(Data extract Opens)

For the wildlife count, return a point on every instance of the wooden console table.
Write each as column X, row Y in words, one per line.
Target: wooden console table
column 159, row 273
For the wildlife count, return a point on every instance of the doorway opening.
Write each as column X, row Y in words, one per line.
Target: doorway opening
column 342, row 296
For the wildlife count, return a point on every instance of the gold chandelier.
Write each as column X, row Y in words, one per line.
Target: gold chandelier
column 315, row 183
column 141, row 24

(Data extract Closes)
(Data extract Opens)

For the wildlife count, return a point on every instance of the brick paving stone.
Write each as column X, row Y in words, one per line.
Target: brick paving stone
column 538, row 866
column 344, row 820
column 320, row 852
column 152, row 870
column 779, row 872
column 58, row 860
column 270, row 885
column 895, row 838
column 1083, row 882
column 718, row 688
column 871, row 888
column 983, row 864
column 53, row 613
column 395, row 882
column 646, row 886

(Data extract Closes)

_Activity_: Filter the records above for the string "instance" and copy each matching line.

_The completed task_:
For the wildlife count, return a point on every instance of the wooden console table.
For the wildlife count, return a point on every instance of the doorway opening.
For the wildlife count, return a point on every instance of the gold chandelier.
For the wildlife count, return a point on every instance of the brick paving stone.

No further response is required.